[BEGIN Records for the task]
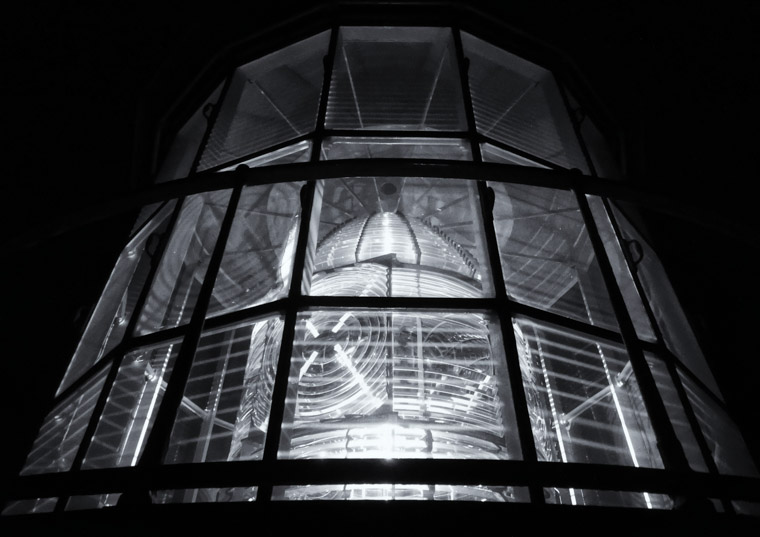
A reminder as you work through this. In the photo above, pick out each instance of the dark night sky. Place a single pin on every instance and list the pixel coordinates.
(680, 77)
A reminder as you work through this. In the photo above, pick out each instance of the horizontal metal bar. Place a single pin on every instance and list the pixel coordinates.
(209, 181)
(410, 471)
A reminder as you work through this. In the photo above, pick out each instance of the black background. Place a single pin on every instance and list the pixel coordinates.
(680, 78)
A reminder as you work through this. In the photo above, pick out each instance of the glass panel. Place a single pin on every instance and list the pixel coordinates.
(207, 495)
(584, 402)
(491, 153)
(178, 281)
(225, 409)
(30, 506)
(546, 254)
(623, 277)
(93, 501)
(63, 429)
(292, 154)
(258, 258)
(676, 413)
(519, 104)
(417, 237)
(607, 498)
(723, 436)
(131, 407)
(383, 384)
(395, 78)
(665, 306)
(178, 162)
(111, 316)
(475, 493)
(337, 147)
(269, 101)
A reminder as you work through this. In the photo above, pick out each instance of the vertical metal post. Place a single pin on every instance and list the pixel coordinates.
(175, 388)
(669, 446)
(328, 62)
(576, 128)
(211, 123)
(486, 195)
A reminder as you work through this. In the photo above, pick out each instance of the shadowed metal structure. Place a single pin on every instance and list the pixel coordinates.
(385, 261)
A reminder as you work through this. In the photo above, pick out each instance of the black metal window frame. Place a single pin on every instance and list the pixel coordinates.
(150, 474)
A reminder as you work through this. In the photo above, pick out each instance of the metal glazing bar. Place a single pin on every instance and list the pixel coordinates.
(464, 66)
(670, 448)
(576, 128)
(280, 389)
(524, 429)
(165, 415)
(211, 123)
(412, 471)
(328, 61)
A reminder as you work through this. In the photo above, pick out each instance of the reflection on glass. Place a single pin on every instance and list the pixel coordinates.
(676, 413)
(269, 101)
(395, 78)
(181, 156)
(183, 266)
(518, 103)
(607, 498)
(131, 407)
(584, 402)
(666, 309)
(63, 429)
(546, 254)
(337, 147)
(111, 316)
(292, 154)
(258, 258)
(225, 409)
(463, 493)
(623, 276)
(30, 506)
(414, 237)
(491, 153)
(92, 501)
(722, 435)
(382, 384)
(206, 495)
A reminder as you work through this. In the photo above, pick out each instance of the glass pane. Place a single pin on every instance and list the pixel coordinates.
(337, 147)
(417, 237)
(623, 277)
(584, 402)
(491, 153)
(269, 101)
(519, 104)
(225, 409)
(178, 162)
(676, 413)
(666, 308)
(607, 498)
(30, 506)
(383, 384)
(114, 310)
(92, 501)
(723, 436)
(63, 429)
(292, 154)
(401, 492)
(178, 281)
(395, 78)
(131, 407)
(207, 495)
(546, 254)
(258, 258)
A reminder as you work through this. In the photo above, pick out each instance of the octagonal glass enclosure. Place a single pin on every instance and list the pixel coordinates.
(379, 253)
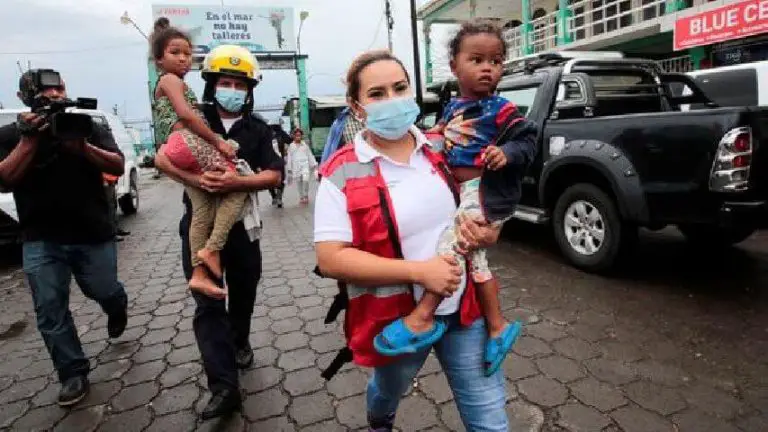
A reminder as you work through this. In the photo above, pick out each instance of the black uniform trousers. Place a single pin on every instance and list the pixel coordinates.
(220, 332)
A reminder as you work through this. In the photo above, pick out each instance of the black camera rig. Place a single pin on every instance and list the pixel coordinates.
(63, 125)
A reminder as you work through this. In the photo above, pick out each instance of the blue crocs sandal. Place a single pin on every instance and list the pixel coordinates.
(496, 349)
(397, 340)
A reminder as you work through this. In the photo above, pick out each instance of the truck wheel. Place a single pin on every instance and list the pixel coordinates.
(715, 236)
(129, 203)
(589, 229)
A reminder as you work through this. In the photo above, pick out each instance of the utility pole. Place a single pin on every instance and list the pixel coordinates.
(416, 57)
(390, 22)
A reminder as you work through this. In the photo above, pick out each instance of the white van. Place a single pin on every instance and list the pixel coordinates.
(127, 185)
(738, 85)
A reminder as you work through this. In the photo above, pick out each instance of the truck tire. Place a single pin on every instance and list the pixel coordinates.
(714, 236)
(588, 228)
(129, 203)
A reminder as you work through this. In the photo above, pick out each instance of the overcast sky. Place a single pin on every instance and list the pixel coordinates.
(99, 57)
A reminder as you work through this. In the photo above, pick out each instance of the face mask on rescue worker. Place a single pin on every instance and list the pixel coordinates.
(231, 99)
(391, 118)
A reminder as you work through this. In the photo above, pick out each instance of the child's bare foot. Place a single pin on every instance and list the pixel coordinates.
(418, 324)
(201, 283)
(212, 260)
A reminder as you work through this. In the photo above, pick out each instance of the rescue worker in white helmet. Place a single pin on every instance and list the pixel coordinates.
(231, 73)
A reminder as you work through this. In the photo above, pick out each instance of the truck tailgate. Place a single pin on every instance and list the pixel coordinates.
(757, 118)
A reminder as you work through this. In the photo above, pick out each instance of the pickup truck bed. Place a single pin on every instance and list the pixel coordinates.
(616, 153)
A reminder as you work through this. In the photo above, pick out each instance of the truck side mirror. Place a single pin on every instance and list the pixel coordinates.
(575, 97)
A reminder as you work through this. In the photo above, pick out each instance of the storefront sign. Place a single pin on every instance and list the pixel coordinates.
(746, 18)
(259, 29)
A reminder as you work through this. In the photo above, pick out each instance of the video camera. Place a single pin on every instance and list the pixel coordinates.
(63, 125)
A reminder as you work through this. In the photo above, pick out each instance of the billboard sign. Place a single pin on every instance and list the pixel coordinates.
(260, 29)
(733, 21)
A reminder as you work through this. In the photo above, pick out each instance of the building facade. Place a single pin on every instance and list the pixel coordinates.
(683, 35)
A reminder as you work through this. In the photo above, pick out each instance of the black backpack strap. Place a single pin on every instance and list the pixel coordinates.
(344, 356)
(340, 302)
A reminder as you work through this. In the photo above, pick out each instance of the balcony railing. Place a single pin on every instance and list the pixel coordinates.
(588, 19)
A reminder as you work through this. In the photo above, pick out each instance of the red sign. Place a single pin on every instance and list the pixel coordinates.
(746, 18)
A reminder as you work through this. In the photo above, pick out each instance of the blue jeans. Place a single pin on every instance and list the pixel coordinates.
(49, 268)
(480, 399)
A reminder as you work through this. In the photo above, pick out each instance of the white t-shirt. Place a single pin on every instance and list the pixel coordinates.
(227, 123)
(422, 203)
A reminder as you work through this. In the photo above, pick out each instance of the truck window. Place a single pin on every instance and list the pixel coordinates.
(729, 88)
(522, 97)
(621, 92)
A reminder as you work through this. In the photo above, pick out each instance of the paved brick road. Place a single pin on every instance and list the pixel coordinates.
(642, 352)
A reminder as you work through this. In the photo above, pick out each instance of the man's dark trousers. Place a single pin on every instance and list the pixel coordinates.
(220, 332)
(49, 268)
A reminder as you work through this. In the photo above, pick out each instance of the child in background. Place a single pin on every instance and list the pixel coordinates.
(301, 163)
(488, 145)
(192, 146)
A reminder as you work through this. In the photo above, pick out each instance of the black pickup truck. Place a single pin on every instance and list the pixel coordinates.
(616, 153)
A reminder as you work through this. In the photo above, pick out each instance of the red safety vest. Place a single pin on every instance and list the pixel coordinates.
(374, 230)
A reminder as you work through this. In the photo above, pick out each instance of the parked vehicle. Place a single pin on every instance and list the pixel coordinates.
(127, 186)
(737, 85)
(616, 153)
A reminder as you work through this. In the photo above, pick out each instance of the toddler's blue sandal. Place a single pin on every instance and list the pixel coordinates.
(397, 340)
(496, 349)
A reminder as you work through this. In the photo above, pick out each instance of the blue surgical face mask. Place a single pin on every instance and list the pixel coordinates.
(391, 118)
(230, 99)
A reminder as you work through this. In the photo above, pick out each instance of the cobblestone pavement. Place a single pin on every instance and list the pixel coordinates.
(662, 346)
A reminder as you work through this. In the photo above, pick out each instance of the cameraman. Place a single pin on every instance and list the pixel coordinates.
(65, 225)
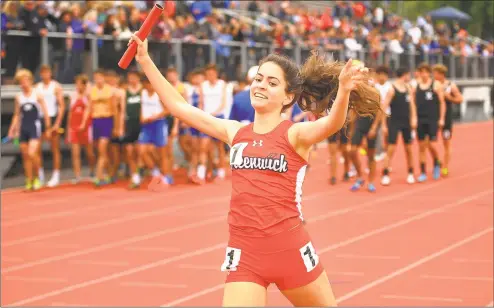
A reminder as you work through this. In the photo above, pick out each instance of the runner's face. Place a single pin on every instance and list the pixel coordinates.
(267, 91)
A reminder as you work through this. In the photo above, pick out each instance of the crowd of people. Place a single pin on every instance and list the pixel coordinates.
(127, 132)
(347, 26)
(269, 125)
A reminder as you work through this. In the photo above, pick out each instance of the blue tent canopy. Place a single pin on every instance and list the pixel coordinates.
(449, 12)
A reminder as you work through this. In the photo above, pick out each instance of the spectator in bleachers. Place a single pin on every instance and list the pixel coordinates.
(374, 28)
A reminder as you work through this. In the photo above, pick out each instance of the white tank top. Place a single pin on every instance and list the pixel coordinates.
(49, 96)
(27, 105)
(383, 90)
(213, 95)
(150, 105)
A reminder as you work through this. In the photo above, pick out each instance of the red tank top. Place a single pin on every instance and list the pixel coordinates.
(267, 178)
(78, 108)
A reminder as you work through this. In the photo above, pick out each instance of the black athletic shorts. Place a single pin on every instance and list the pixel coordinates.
(447, 130)
(362, 128)
(132, 131)
(396, 126)
(341, 136)
(427, 128)
(30, 131)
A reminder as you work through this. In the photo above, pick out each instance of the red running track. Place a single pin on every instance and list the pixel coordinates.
(413, 245)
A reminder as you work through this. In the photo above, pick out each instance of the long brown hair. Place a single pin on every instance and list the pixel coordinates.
(315, 86)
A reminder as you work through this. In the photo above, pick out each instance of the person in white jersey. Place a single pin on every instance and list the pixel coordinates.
(26, 124)
(52, 94)
(154, 133)
(383, 85)
(214, 95)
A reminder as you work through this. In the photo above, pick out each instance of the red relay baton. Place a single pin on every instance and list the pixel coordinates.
(143, 33)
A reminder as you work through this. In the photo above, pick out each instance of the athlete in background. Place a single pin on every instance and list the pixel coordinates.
(79, 132)
(431, 111)
(102, 110)
(114, 80)
(383, 86)
(214, 93)
(153, 137)
(26, 124)
(194, 94)
(399, 101)
(452, 95)
(52, 93)
(131, 128)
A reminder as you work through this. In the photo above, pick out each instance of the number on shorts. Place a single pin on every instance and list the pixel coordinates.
(232, 258)
(311, 259)
(236, 152)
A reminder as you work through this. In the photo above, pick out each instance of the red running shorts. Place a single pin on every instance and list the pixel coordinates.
(287, 259)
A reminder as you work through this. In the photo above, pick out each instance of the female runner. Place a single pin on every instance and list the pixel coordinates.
(268, 242)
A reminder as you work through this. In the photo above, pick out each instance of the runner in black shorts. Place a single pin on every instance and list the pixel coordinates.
(403, 118)
(431, 110)
(339, 141)
(452, 95)
(365, 127)
(26, 124)
(114, 80)
(132, 124)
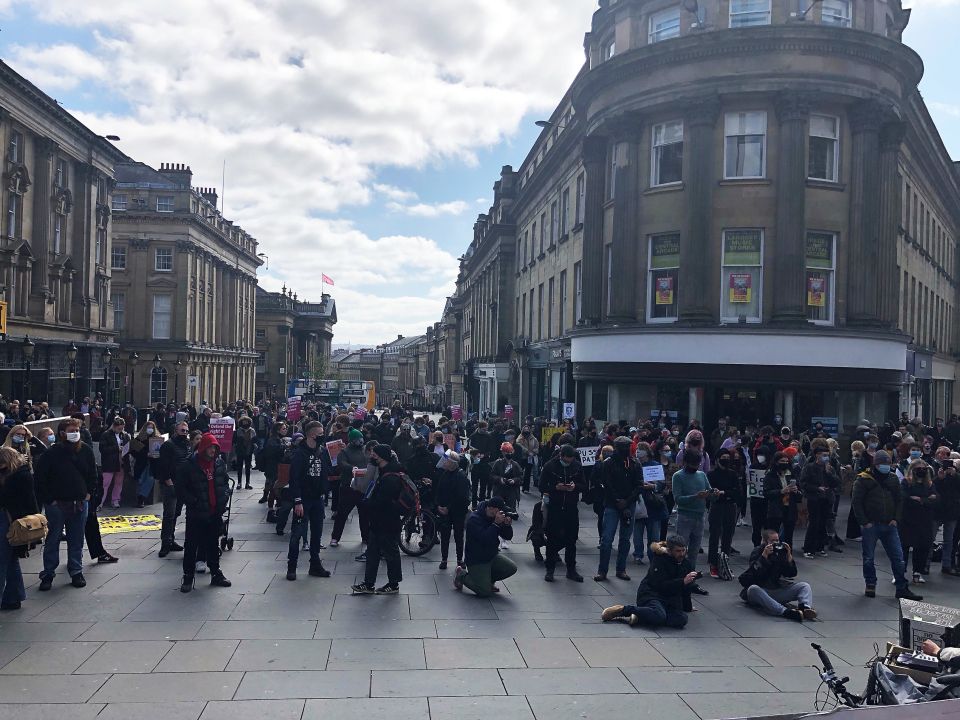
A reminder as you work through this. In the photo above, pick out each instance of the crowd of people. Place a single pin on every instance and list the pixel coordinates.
(666, 494)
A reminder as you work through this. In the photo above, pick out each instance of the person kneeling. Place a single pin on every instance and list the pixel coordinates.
(663, 598)
(763, 587)
(485, 565)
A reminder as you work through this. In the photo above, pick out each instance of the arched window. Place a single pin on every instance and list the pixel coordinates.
(158, 386)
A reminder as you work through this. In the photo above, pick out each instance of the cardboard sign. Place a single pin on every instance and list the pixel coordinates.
(588, 456)
(222, 430)
(294, 409)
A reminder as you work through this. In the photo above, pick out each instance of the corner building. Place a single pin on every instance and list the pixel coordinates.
(740, 211)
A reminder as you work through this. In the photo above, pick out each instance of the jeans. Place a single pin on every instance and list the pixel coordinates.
(652, 527)
(690, 528)
(890, 539)
(772, 600)
(312, 520)
(172, 507)
(57, 520)
(613, 520)
(723, 522)
(481, 577)
(653, 613)
(12, 590)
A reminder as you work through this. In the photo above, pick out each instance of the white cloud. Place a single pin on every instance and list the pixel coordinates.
(307, 102)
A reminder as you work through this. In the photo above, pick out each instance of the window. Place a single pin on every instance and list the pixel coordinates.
(562, 315)
(667, 153)
(820, 276)
(162, 312)
(664, 273)
(581, 190)
(163, 259)
(744, 13)
(824, 141)
(118, 257)
(158, 386)
(835, 12)
(577, 292)
(745, 147)
(664, 25)
(742, 276)
(119, 302)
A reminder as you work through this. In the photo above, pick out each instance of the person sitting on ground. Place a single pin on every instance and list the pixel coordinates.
(663, 598)
(485, 565)
(763, 585)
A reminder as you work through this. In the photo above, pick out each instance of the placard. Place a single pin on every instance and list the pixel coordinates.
(588, 455)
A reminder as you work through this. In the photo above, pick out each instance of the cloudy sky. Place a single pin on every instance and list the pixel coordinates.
(361, 139)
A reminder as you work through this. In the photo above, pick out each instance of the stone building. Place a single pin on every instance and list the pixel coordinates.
(183, 294)
(55, 241)
(293, 340)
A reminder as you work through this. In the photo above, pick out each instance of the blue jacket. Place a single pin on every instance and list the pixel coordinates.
(483, 537)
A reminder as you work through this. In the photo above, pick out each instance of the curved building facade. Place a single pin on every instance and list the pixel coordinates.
(740, 207)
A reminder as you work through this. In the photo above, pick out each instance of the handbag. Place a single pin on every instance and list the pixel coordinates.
(27, 530)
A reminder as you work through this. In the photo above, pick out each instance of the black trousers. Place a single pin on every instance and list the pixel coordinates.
(383, 543)
(563, 527)
(723, 522)
(202, 535)
(455, 521)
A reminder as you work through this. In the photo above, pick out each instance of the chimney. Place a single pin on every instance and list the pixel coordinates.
(179, 173)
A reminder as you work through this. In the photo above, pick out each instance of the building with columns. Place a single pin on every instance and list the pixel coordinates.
(54, 245)
(183, 294)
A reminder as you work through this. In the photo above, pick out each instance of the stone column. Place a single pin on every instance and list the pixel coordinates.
(623, 304)
(696, 239)
(863, 290)
(793, 112)
(594, 162)
(891, 137)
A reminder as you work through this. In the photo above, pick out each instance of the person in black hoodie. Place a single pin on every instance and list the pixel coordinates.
(453, 503)
(723, 507)
(309, 468)
(385, 522)
(663, 598)
(66, 478)
(485, 566)
(204, 486)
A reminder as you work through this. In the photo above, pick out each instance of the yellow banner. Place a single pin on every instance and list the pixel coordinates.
(128, 523)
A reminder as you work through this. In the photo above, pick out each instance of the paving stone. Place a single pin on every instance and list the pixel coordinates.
(430, 683)
(198, 656)
(270, 685)
(281, 655)
(492, 653)
(576, 681)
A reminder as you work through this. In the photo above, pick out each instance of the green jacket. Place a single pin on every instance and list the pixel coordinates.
(876, 500)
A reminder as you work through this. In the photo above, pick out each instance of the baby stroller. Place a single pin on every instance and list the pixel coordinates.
(226, 541)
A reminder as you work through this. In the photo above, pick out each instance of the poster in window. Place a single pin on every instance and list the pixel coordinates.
(664, 290)
(816, 291)
(741, 287)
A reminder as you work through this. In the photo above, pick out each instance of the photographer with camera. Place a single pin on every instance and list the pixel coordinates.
(763, 585)
(663, 598)
(485, 566)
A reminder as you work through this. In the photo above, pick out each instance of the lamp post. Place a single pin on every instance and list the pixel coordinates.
(28, 348)
(107, 357)
(72, 357)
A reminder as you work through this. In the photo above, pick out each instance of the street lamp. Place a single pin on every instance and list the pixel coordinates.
(107, 357)
(28, 348)
(72, 357)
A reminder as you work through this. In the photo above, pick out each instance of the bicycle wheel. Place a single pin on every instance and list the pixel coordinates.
(418, 534)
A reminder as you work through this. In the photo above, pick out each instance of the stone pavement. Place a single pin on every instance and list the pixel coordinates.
(130, 645)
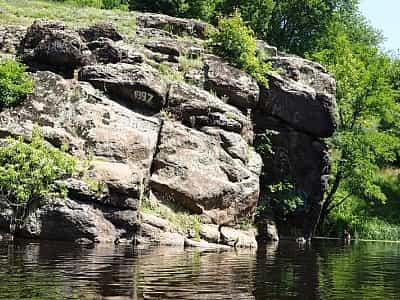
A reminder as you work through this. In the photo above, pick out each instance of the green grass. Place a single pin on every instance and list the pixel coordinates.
(23, 12)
[END Records for the task]
--- Directions for this task ---
Leave out every picture and copy verbatim the lines running from the line containing "of the baby" through the final line of the data.

--- Output for this exercise ---
A reminder as you work through this. In the photo above, pick out each instance of the baby stroller. Place a single pin on every instance and list the pixel coordinates.
(226, 541)
A reminder as you work through this. In the photo above, pick out each instance of the poster in window. Place a single pin on every instance and list the pixel coordinates.
(664, 290)
(816, 291)
(741, 287)
A reminder as you work through this. In the photo above, pick out each instance of the photographer with camera. Place a single pin on every instance and list the pixel coordinates.
(763, 585)
(663, 598)
(485, 566)
A reminder as you work through this. In the photo above, pick out each instance of the lamp post. Place a single pin on every instance and list the pixel coordinates.
(28, 348)
(107, 357)
(72, 357)
A reminder as you work through this. In the photo above, pick out each instance of the street lamp. Place a single pin on every instance and list the pixel coordinates.
(107, 357)
(28, 348)
(72, 357)
A reminder as you work through this. In the photo above, pick out each instance of the bicycle wheel. Place a single pin on every instance and list the pixel coordinates.
(418, 534)
A reminder as you work through this. In the photo above, pick out each instance of the stone pavement. Place a single pin on every instance and list the pixel coordinates.
(130, 645)
A reminder as you work through this. In the photo above, pick out each instance of the green grass. Place a single pin on every instance and list the pixel coordinates.
(23, 12)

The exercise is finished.